# [Complete the following]
[1] List every basketball player named in the article on the Celtics' defense.
[2] Answer these from the article on the Celtics' defense:
(a) Which team will the Celtics face in the playoffs?
(b) On what share of opponents' possessions do the Celtics force a turnover?
(c) What level of basketball does Ken Pomeroy work with?
[3] Pull a passage word for word from the article on the Celtics' defense. Begin at the words "Ken Pomeroy has" and stop after "the NBA arena.".

# [Passage]
══════════
Although it didn’t seem assured at every point this season, the Celtics will absolutely be making a playoff appearance, taking on a familiar foe in the Atlanta Hawks. This weekend they will arrive in the postseason, riding a crest of incredible defensive performances. Since April 1st they’ve allowed just 95.5 points per 100 possessions, the 3rd best mark in the NBA over that stretch, and a number that would lead the league if it had been carried through since December.
While it has jumped a level in the past few weeks, the Celtics’ defense has been good all season, built primarily on two pillars. They force a lot of turnovers – on 14.6% of their opponent’s possessions, the 5th best mark in the league. They also force a lot of misses. On the season the Celtics have allowed their opponents an eFG% of 45.2%, lowest in the league this season and the 7th lowest mark in the NBA over the last ten years. Defense, and eFG% allowed, has been a staple of the Celtics since the Voltron-esque assembly of Ray Allen, Paul Pierce and Kevin Garnett, but this season has been their most effective effort.
That mark of 45.2% speaks volumes to what the Celtics’ have accomplished at the defensive end, but it also conceals some truths. Their opponents are actually shooting a respectable 44.8% on two-pointers. Their eFG% mark is inflated, or deflated as the case may be, by the fact that Celtics’ opponents are shooting just 30.4% on three-pointers this season. If that mark holds over the rest of the season it would be one of the lowest in the NBA over the last twenty years.
Measuring three-point defense is a curious thing. If we assume that every shot, no matter how ludicrous and ill-advised, has at least an infinitesimal chance of going in, than the most effective means of defense would be to keep your opponent from taking three-point shots. However, players like Jordan Crawford and Kobe Bryant blow a hole through this measurement slant with their dogged determination to continue taking three-pointers irregardless of the defense, distance from the basket, time on the clock and game situation. But just looking at the flip side of the coin, shooting percentages, does not cover the whole defensive picture either, because of some player’s tendencies to help the defense by taking bad shots, and other player’s tendencies to wait for open shots.
Ken Pomeroy has done some work with defensive 3PT% over the past few months and his conclusions may surprise people. Pomeroy works with college basketball, but his evaluation was that opponent’s 3PT% is a defense independent statistic, that defense essentially has no impact on their opponent’s 3PT%. What they can exert some measure of control over is how many attempts their opponents get. Pomeroy’s analysis is difficult to replicate with the NBA because no portion of an NBA team’s schedule represents an exact duplication of a previous portion, like you find in college basketball during conference play. Still, Pomeroy’s assertion that three-point attempts allowed is a defensive statistic of tremendous import makes sense in the NBA arena.
══════════
# [Supplied material]
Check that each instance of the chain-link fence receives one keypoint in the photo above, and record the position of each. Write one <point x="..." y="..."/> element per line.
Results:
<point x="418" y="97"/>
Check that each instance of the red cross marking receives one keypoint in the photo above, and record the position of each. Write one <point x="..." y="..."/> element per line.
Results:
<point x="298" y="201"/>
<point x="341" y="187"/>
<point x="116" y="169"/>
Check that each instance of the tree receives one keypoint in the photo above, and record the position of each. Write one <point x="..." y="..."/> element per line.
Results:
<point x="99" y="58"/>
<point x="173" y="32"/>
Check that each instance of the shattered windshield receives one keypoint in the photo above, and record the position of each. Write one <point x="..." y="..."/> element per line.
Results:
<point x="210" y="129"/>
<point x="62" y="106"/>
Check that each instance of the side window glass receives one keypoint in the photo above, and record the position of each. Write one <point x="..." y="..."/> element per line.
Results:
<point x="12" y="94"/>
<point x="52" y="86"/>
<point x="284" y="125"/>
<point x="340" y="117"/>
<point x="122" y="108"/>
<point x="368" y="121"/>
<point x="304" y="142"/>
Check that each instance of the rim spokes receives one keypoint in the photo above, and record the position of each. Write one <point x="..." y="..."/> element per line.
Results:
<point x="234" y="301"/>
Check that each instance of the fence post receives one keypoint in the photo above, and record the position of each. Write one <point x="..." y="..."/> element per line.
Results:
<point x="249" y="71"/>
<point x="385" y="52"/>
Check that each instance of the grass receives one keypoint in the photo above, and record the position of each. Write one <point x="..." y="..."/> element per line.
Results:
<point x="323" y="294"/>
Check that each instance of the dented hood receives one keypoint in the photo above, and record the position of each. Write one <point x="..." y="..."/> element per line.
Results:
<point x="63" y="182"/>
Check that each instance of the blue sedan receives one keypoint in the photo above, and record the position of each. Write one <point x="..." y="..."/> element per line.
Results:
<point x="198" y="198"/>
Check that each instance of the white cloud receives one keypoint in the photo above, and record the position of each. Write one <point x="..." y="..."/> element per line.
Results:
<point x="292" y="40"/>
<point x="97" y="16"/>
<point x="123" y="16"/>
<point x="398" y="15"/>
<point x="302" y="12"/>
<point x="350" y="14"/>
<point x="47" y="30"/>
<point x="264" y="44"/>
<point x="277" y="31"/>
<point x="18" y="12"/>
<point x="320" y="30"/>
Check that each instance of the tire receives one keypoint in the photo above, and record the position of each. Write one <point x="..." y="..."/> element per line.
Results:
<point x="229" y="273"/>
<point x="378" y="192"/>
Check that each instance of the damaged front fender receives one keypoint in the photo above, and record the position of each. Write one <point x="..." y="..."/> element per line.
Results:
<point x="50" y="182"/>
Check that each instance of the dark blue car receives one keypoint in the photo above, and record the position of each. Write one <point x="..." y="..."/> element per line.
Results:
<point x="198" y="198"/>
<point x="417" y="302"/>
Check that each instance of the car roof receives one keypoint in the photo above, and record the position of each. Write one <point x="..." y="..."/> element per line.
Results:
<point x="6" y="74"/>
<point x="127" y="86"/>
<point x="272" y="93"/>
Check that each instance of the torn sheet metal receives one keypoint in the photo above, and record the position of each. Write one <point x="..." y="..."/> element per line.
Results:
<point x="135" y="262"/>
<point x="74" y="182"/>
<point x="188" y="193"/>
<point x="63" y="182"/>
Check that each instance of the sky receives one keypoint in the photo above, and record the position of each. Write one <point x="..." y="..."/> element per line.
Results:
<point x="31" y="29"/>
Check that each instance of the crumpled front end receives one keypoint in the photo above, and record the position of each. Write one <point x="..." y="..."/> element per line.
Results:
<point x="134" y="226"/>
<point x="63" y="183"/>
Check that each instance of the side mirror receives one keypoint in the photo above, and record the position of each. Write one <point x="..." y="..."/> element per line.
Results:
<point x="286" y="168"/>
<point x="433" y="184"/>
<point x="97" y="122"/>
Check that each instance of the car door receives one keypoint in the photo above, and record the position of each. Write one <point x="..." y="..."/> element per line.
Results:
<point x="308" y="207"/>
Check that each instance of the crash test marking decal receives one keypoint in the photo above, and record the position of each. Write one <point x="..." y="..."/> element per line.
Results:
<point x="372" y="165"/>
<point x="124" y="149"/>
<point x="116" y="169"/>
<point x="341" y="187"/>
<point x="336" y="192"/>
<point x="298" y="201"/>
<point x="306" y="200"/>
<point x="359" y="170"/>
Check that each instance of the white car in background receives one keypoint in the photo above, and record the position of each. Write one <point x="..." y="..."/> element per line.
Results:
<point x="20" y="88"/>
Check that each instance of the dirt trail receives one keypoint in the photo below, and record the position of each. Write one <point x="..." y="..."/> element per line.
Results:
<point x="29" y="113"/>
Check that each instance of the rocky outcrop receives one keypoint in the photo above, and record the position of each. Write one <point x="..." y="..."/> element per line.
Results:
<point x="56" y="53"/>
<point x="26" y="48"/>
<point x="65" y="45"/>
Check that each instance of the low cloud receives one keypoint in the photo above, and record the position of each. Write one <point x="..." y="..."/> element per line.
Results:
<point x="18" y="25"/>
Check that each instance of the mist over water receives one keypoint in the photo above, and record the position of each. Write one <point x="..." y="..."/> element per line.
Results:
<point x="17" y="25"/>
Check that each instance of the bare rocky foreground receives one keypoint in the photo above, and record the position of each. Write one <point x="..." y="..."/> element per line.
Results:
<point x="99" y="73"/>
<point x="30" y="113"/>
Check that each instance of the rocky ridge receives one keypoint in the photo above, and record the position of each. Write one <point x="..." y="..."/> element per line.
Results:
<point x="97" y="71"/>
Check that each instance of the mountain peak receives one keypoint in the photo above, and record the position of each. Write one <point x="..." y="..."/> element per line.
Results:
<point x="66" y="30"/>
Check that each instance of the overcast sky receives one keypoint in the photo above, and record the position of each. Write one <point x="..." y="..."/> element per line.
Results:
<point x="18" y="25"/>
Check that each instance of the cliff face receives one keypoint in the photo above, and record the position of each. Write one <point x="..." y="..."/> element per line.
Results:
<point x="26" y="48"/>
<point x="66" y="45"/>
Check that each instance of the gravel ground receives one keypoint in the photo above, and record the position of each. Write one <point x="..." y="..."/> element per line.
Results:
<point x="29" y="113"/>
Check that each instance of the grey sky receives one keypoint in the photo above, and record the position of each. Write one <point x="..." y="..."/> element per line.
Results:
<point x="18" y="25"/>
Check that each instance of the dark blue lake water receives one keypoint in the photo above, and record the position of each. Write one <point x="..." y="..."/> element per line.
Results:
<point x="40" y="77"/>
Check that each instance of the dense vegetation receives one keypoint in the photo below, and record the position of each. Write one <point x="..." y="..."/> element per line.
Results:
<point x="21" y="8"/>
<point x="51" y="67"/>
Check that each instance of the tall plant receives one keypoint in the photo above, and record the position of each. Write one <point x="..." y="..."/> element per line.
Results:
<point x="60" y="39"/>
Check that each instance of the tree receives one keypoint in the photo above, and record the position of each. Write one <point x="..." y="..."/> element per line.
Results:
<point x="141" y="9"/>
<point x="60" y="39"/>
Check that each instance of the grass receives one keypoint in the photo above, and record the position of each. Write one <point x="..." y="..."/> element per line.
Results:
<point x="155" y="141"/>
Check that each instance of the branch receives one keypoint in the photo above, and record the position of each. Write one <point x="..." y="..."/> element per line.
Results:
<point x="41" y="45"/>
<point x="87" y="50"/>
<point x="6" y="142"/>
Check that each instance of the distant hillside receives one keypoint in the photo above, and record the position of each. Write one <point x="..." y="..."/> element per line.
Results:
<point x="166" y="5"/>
══════════
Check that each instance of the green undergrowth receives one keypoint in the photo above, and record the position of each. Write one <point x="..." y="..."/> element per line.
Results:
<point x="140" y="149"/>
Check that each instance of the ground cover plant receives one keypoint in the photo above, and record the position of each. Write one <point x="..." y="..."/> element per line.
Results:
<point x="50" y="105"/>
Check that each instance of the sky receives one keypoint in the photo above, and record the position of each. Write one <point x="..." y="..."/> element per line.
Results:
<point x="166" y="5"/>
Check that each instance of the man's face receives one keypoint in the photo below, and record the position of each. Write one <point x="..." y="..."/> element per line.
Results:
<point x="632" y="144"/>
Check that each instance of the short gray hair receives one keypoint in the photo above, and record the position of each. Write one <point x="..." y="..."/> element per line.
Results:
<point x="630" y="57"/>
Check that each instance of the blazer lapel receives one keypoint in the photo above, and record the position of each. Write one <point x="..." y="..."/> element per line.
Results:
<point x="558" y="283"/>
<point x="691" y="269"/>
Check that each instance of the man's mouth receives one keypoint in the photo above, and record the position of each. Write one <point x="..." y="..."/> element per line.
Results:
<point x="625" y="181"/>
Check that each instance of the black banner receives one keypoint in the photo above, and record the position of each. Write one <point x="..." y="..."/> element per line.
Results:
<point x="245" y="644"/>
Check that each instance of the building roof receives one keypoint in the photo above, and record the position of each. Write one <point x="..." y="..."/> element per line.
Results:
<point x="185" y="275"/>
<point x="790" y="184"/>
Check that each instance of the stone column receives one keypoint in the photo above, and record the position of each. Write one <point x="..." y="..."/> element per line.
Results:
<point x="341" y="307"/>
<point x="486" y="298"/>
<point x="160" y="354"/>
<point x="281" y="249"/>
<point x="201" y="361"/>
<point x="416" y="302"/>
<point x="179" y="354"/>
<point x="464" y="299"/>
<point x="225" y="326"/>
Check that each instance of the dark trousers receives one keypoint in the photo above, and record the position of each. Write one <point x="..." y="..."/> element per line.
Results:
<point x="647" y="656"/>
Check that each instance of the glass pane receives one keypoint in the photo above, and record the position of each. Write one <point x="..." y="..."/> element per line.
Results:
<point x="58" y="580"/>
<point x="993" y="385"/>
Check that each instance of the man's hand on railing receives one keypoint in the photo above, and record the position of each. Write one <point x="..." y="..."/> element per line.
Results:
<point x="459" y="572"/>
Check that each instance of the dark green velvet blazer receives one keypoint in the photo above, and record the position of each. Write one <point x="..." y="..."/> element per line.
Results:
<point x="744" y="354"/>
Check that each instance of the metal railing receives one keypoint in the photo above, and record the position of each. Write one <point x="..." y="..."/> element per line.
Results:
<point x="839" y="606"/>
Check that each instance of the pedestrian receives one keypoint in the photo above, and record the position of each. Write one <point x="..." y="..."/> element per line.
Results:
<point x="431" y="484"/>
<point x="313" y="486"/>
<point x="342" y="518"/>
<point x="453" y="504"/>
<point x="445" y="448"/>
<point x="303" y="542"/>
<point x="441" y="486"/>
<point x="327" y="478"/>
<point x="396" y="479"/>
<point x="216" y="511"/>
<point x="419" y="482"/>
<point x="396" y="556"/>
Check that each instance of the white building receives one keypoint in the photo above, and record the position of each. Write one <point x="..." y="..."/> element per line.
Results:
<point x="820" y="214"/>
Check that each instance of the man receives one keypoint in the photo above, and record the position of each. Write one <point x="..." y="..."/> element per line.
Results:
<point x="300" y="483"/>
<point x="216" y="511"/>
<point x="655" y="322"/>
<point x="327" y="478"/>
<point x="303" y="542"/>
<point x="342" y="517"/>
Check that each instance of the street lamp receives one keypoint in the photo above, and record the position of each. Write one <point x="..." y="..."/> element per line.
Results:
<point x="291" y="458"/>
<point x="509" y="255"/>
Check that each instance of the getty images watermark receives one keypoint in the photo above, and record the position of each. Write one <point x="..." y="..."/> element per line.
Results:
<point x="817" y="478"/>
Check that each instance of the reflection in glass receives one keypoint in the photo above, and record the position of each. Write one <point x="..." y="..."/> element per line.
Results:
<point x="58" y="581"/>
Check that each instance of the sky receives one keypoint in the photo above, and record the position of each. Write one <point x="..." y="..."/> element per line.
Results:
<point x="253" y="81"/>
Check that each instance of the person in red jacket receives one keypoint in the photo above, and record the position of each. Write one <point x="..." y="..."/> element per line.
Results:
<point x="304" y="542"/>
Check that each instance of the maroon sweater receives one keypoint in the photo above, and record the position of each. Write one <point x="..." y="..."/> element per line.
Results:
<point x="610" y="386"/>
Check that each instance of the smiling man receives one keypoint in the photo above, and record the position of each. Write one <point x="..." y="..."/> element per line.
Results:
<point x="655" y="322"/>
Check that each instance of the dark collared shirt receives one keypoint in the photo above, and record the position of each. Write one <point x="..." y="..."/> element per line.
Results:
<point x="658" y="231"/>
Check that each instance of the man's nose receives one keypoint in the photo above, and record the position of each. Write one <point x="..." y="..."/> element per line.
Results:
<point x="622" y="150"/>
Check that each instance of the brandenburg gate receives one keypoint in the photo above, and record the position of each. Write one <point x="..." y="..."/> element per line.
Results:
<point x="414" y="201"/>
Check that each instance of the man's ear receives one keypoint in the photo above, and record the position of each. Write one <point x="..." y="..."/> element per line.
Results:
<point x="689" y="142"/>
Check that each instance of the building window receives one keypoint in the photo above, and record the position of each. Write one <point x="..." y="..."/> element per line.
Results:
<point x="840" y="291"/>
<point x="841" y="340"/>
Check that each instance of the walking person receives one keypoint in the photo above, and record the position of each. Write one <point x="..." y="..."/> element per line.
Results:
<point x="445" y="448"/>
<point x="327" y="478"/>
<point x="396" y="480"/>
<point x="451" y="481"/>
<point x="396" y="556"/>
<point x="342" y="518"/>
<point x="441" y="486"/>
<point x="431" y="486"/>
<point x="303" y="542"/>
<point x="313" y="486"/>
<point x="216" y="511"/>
══════════
# [Task results]
[1] Ray Allen, Paul Pierce, Kevin Garnett, Jordan Crawford, Kobe Bryant

[2]
(a) The Atlanta Hawks
(b) 14.6%
(c) College basketball

[3]
Ken Pomeroy has done some work with defensive 3PT% over the past few months and his conclusions may surprise people. Pomeroy works with college basketball, but his evaluation was that opponent’s 3PT% is a defense independent statistic, that defense essentially has no impact on their opponent’s 3PT%. What they can exert some measure of control over is how many attempts their opponents get. Pomeroy’s analysis is difficult to replicate with the NBA because no portion of an NBA team’s schedule represents an exact duplication of a previous portion, like you find in college basketball during conference play. Still, Pomeroy’s assertion that three-point attempts allowed is a defensive statistic of tremendous import makes sense in the NBA arena.